▸ **Objective**
Retype all of the data below line for line, without changing a single character.

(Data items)

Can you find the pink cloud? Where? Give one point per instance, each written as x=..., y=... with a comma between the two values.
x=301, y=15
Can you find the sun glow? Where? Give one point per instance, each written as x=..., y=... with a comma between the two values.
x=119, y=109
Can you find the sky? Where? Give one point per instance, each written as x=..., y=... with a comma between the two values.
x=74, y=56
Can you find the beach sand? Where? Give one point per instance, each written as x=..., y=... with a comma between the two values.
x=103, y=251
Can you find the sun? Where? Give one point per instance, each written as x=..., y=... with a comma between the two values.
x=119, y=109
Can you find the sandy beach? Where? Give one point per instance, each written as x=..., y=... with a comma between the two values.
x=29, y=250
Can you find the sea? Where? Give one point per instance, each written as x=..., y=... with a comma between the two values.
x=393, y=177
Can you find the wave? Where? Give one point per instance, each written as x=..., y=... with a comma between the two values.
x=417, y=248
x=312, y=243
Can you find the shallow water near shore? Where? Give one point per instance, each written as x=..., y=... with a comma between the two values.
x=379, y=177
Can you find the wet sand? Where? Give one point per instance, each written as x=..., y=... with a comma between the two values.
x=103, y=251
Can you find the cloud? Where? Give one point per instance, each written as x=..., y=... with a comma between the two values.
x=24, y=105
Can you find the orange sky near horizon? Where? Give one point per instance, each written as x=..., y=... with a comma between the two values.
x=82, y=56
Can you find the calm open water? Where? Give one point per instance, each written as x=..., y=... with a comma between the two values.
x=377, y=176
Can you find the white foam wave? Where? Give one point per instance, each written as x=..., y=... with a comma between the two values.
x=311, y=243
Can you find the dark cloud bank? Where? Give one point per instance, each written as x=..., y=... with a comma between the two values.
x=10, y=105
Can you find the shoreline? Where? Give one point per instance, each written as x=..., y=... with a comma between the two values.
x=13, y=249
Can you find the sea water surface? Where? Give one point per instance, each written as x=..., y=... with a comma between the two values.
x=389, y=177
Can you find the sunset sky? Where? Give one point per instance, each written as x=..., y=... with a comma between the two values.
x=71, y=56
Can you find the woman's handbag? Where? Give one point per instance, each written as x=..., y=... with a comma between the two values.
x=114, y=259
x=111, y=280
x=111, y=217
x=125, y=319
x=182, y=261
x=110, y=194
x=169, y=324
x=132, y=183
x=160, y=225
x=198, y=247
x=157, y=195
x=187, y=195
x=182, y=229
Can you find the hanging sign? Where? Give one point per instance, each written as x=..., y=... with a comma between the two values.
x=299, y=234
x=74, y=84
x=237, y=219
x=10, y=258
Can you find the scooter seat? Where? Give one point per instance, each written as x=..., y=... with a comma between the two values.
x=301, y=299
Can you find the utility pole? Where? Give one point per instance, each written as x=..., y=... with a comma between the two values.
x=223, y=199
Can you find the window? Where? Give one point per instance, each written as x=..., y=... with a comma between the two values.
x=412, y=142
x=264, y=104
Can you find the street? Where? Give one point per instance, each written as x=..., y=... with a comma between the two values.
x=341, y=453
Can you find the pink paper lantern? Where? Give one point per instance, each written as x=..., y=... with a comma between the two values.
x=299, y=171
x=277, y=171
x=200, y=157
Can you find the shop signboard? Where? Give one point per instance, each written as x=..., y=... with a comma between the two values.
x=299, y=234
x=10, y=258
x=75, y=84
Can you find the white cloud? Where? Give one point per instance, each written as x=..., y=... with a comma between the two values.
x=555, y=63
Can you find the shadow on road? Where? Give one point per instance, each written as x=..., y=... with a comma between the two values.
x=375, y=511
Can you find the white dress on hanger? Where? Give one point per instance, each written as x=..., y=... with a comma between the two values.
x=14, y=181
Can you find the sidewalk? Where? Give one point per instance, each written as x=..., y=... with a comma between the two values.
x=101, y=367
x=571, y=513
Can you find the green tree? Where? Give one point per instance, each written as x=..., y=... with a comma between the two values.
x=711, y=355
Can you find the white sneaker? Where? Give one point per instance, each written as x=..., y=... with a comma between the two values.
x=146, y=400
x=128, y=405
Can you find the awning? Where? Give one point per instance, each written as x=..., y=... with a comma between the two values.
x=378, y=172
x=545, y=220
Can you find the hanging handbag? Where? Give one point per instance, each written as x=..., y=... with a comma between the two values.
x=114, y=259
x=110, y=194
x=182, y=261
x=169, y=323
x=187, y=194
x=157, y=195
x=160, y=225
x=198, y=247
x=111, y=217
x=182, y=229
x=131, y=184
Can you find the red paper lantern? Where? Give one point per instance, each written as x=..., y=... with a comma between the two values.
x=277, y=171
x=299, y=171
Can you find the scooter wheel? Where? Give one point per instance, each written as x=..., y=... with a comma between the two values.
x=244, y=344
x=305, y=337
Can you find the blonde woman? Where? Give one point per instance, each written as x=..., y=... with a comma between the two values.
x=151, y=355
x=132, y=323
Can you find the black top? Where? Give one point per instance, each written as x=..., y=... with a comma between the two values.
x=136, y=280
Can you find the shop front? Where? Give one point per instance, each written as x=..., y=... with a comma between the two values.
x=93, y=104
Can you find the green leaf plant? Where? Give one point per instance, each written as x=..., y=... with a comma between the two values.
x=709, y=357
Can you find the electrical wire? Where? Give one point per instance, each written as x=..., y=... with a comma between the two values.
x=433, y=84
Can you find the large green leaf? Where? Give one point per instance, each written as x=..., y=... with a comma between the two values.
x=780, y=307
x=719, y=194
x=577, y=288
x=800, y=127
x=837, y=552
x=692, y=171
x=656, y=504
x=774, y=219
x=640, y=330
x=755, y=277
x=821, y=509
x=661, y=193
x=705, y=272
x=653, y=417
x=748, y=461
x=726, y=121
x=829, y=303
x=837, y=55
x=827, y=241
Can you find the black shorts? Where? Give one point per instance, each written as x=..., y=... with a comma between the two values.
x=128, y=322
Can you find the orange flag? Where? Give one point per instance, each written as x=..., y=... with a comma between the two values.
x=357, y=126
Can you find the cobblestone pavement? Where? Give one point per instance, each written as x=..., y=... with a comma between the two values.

▸ **Solution below**
Can you find the pink cloud? Where? Give one point per instance, each written as x=..., y=... with a comma between the two values.
x=301, y=15
Can you find the sun glow? Where? Give one point per instance, each written as x=..., y=... with a comma between the two values.
x=119, y=109
Can you find the sky? Where? Give one point per instance, each written as x=..., y=... with a comma between the two values.
x=74, y=56
Can you find the beach sand? Where? Give one point per instance, each written as x=..., y=... with a comma between the two values.
x=103, y=251
Can you find the sun? Where? Give one point per instance, each written as x=..., y=... with a comma between the two values.
x=119, y=109
Can you find the sandy beach? Where? Give one point per instance, each written as x=..., y=... with a comma between the two values.
x=29, y=250
Can you find the sea? Where? Give one point per instance, each written as x=..., y=... with a comma between the two values.
x=393, y=177
Can you find the wave? Where? Give one point per instance, each written as x=..., y=... with a comma between the two values.
x=417, y=248
x=312, y=243
Can you find the shallow water near shore? Where? Give one point per instance, each written as x=..., y=... with a comma between the two values.
x=379, y=177
Can you find the wet sand? Where? Give one point per instance, each written as x=..., y=... with a comma between the two values.
x=103, y=251
Can you find the cloud? Where? Give one point per instance, each written as x=..., y=... with a comma between the two values.
x=24, y=105
Can you find the orange sky near horizon? Where? Give one point per instance, each written as x=..., y=... with a comma between the two values.
x=82, y=56
Can you find the calm open water? Where? Give one point per instance, each written as x=..., y=... with a comma between the two values.
x=377, y=176
Can you find the white foam wave? Where? Give one point per instance, each written as x=..., y=... with a comma between the two values.
x=311, y=243
Can you find the dark cloud bank? Where? Give one point per instance, each written as x=..., y=... with a comma between the two values.
x=10, y=105
Can you find the shoreline? Where? Give one point per instance, each written as x=..., y=... with a comma between the two values.
x=13, y=249
Can you find the sea water surface? Where? Give one point per instance, each written as x=..., y=... with a comma between the two values.
x=389, y=177
Can you find the sunset sky? Where? Give one point per instance, each written as x=..., y=... with a comma between the two values.
x=71, y=56
Can you find the woman's handbag? Where? Give one point per instance, each written as x=..., y=... with a comma between the two values.
x=114, y=259
x=111, y=280
x=111, y=217
x=125, y=319
x=182, y=261
x=110, y=194
x=169, y=324
x=132, y=183
x=160, y=225
x=198, y=247
x=157, y=195
x=187, y=195
x=182, y=229
Can you find the hanging sign? Where? Give one point per instance, each written as x=..., y=... with a comma between the two values.
x=299, y=234
x=74, y=84
x=237, y=219
x=10, y=258
Can you find the scooter seat? Where? Give one point per instance, each written as x=..., y=... with a comma between the two values.
x=301, y=299
Can you find the utility pole? Where? Give one point per instance, each written as x=..., y=... with a comma between the two values.
x=223, y=199
Can you find the window? Where? Give one point per instance, each written as x=..., y=... with a comma between the two values.
x=412, y=142
x=264, y=104
Can you find the street? Where? Give one point per instance, each written as x=..., y=... with a comma between the two values.
x=341, y=453
Can you find the pink paper lantern? Where? Give one point per instance, each written as x=..., y=... with a comma between the two values.
x=299, y=171
x=277, y=171
x=200, y=157
Can you find the shop signboard? Where? Give one point per instance, each written as x=..., y=... with a comma between the two values.
x=299, y=234
x=10, y=258
x=75, y=84
Can you find the white cloud? Where? Give one point per instance, each written as x=..., y=... with a comma between the two values.
x=555, y=63
Can you find the shadow on road? Where? Give one point per instance, each written as x=..., y=... with a comma between the two values.
x=375, y=511
Can you find the white dress on hanger? Where? Give one point per instance, each written as x=..., y=... with a comma between the two values.
x=14, y=181
Can you find the sidewalk? Where? Give one point per instance, each written as x=..., y=... with a comma between the two values.
x=101, y=367
x=571, y=513
Can you find the green tree? Where? Give one point per instance, each written as x=..., y=... with a comma between the two values.
x=711, y=355
Can you find the white sneaker? Where? Give one point per instance, each written as x=..., y=... with a comma between the two values.
x=146, y=400
x=128, y=405
Can you find the awning? Where? Give one point per instance, each written as x=..., y=... with a comma between the two values.
x=378, y=172
x=545, y=220
Can you find the hanging handbag? Where? Give one point per instance, each written as x=..., y=... with a comma between the two values.
x=114, y=259
x=110, y=194
x=182, y=261
x=169, y=323
x=187, y=194
x=157, y=195
x=160, y=225
x=198, y=247
x=111, y=217
x=182, y=229
x=131, y=184
Can you find the red paper lantern? Where? Give one point per instance, each written as x=..., y=... with a comma between the two values.
x=277, y=171
x=299, y=171
Can you find the scooter wheel? Where? Give one point per instance, each written as x=..., y=... with a comma between the two values.
x=244, y=344
x=305, y=337
Can you find the blonde woman? Where? Give one point per instance, each written as x=..., y=... with a comma between the two values.
x=151, y=355
x=132, y=323
Can you find the black top? Where? Give one point per instance, each written as x=..., y=... with a comma between the two values.
x=136, y=280
Can you find the shop front? Where? Give one point per instance, each written as x=..., y=... with a comma between the two values.
x=93, y=104
Can you find the green leaf plant? Where? Give one point per instance, each written as x=..., y=... with a comma between the two values.
x=709, y=357
Can you find the electrical wire? Where? Give one point per instance, each written as x=..., y=... with a comma between the two values.
x=433, y=84
Can you find the large green leaf? Where? Give one point per instance, each written as x=..., y=... with a comma between the two values.
x=780, y=307
x=719, y=194
x=577, y=288
x=800, y=127
x=837, y=552
x=692, y=171
x=656, y=504
x=774, y=219
x=640, y=330
x=755, y=277
x=821, y=509
x=661, y=193
x=705, y=272
x=653, y=417
x=748, y=461
x=726, y=121
x=829, y=303
x=837, y=55
x=827, y=241
Can you find the black shorts? Where? Give one point per instance, each written as x=..., y=... with a comma between the two values.
x=128, y=322
Can you find the orange flag? Where? Give one point per instance, each written as x=..., y=... with a comma between the two values.
x=357, y=126
Can you find the cobblestone pavement? Where? Give one point per instance, each written as x=..., y=... with a comma between the two values.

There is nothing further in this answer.